■ **AIM OF THE TASK**
Copy the material from its first line through the line containing "point(504, 424)", including both of those lines, and leave out the pictures.

Stored data entries
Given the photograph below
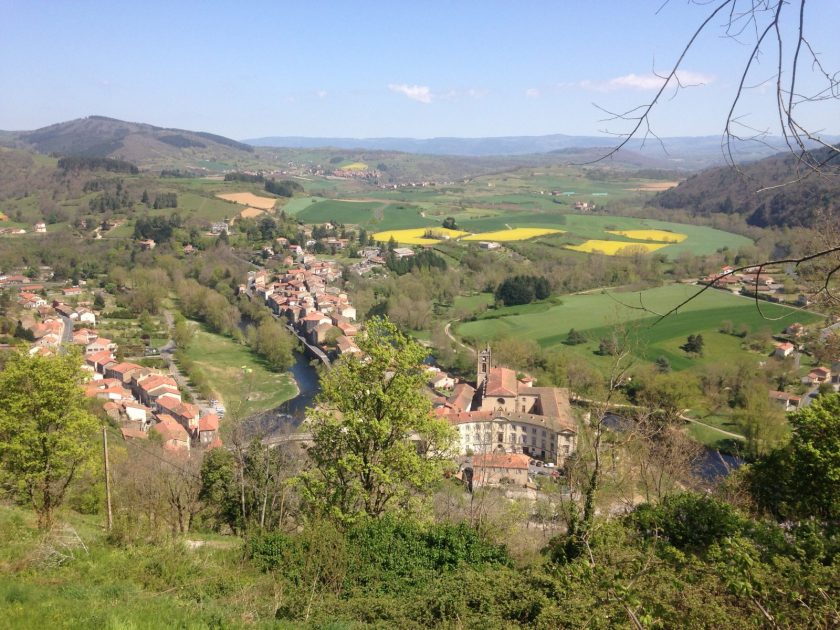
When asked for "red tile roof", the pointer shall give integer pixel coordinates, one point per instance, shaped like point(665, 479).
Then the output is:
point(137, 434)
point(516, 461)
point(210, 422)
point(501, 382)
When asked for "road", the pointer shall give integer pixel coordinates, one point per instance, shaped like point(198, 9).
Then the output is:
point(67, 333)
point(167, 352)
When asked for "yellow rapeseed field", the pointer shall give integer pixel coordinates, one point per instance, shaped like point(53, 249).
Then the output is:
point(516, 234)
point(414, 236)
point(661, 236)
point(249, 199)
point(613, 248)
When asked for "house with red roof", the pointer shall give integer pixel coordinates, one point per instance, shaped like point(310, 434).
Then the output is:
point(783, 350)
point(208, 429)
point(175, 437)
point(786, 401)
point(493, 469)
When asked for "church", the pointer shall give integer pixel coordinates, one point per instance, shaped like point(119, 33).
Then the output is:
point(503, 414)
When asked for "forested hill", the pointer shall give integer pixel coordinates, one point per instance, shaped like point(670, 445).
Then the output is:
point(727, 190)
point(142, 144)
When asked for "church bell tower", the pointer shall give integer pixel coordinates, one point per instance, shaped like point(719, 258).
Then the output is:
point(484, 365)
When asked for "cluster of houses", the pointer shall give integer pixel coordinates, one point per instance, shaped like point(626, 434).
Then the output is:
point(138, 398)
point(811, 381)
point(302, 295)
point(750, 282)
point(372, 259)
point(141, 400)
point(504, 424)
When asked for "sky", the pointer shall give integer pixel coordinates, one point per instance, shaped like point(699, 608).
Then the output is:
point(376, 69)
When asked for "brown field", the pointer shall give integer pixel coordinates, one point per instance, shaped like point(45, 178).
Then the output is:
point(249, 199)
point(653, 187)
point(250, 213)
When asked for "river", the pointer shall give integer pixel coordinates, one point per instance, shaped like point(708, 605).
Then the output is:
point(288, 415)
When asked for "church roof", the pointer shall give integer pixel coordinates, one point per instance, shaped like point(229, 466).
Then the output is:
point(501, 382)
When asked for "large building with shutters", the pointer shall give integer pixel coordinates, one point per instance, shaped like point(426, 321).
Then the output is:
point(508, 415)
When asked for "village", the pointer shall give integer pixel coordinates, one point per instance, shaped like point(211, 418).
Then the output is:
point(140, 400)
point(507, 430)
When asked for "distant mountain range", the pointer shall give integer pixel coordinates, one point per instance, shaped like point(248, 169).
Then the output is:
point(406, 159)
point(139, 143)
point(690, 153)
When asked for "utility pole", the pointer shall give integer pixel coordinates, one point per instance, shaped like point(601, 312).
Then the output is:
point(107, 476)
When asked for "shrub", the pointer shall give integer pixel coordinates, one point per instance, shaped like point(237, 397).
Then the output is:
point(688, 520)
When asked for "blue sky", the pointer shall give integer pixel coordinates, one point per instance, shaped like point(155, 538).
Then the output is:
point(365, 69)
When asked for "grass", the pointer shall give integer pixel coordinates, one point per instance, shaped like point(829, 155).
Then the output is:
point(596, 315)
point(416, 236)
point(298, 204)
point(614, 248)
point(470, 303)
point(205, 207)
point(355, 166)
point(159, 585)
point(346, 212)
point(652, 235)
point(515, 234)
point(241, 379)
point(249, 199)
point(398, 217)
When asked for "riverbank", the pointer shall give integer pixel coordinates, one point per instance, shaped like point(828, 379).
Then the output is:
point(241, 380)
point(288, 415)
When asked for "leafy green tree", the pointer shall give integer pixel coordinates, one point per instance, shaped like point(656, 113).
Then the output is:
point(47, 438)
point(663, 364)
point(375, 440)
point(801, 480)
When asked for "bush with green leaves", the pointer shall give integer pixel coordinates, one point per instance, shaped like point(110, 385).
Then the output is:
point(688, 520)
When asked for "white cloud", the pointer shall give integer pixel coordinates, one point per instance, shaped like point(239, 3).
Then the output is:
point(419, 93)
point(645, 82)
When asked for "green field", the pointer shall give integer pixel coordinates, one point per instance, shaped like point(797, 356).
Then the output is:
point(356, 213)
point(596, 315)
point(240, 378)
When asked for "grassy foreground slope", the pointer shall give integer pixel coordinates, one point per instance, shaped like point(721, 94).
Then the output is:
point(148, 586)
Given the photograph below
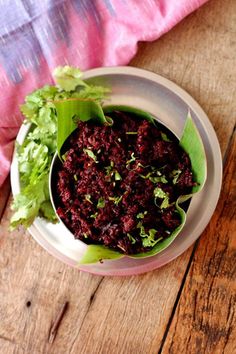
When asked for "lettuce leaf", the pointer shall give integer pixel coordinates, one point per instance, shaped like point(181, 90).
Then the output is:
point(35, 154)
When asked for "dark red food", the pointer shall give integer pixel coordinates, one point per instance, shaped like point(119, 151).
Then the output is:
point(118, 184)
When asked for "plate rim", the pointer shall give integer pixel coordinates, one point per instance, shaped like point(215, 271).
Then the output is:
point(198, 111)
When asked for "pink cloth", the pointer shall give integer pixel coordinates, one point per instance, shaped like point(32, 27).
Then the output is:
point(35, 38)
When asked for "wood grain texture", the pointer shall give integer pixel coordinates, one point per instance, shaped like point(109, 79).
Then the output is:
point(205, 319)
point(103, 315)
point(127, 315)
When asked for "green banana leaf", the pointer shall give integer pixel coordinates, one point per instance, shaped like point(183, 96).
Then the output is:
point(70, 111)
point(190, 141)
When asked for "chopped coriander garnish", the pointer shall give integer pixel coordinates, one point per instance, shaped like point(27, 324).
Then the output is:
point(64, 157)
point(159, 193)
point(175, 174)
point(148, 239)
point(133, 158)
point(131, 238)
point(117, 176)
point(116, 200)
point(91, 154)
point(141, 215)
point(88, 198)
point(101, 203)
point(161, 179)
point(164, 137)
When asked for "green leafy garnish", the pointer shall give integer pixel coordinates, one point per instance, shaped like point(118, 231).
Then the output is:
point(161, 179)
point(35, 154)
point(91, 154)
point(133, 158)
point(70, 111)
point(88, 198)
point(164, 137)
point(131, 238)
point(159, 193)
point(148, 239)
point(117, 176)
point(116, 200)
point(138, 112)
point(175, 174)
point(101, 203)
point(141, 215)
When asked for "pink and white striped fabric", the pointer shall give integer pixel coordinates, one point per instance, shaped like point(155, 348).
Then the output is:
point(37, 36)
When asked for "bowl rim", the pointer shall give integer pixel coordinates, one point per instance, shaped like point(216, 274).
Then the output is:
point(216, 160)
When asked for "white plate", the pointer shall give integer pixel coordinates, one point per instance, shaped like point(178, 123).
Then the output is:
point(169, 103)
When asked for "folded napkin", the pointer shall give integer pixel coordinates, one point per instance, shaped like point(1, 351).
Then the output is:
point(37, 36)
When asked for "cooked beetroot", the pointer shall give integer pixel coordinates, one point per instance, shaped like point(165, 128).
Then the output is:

■ **OUTPUT BELOW**
Given the photograph below
When asked for "red tile roof", the pointer shall give integer pixel coordinates, one point per instance, shaped like point(665, 479).
Then the output is:
point(137, 434)
point(516, 461)
point(210, 422)
point(501, 382)
When asked for "road", the pointer shall give integer pixel coordinates, one point per instance, shaped like point(198, 9).
Then the output is:
point(67, 333)
point(167, 352)
When asked for "yellow rapeseed field", the pointer shall give integer pixel coordinates, one point per instance, shaped like point(53, 249).
Then the output is:
point(516, 234)
point(414, 236)
point(661, 236)
point(249, 199)
point(613, 248)
When asked for "house with red roof", the pointer shall give integer pixel coordinates, one point per instance, shaped like point(310, 434).
Then the output is:
point(783, 350)
point(208, 429)
point(175, 437)
point(786, 401)
point(493, 469)
When asked for "church", the pointer shall give integer pixel coordinates, one point per instance, shaped like point(119, 33).
Then the output is:
point(503, 414)
When asked for "forested hill", the pointer shall give integer pixel coordinates, one point per instance, shaped like point(670, 445).
Then the output is:
point(727, 190)
point(142, 144)
When asked for "church bell tower", the pointer shall give integer pixel coordinates, one point per instance, shaped like point(719, 258).
Then the output is:
point(484, 365)
When asked for "cluster of houses", the pointer shall give integer pixel coordinates, one point per instance, shaped like point(626, 434).
Then the output is:
point(138, 398)
point(811, 381)
point(302, 295)
point(750, 282)
point(372, 259)
point(141, 400)
point(504, 424)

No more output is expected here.